===== Exercise material

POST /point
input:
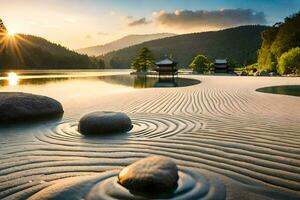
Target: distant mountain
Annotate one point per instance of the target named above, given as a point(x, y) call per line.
point(31, 52)
point(277, 40)
point(122, 43)
point(238, 44)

==========

Update the entries above by changing "distant mountain" to "far-off peak" and leaving every other part the same. Omit the pictures from your answer.

- [Solution for this task]
POST /point
input:
Target: far-off peak
Annotate one point per instance of the target named above, given as a point(x, y) call per line.
point(31, 52)
point(277, 40)
point(122, 43)
point(238, 44)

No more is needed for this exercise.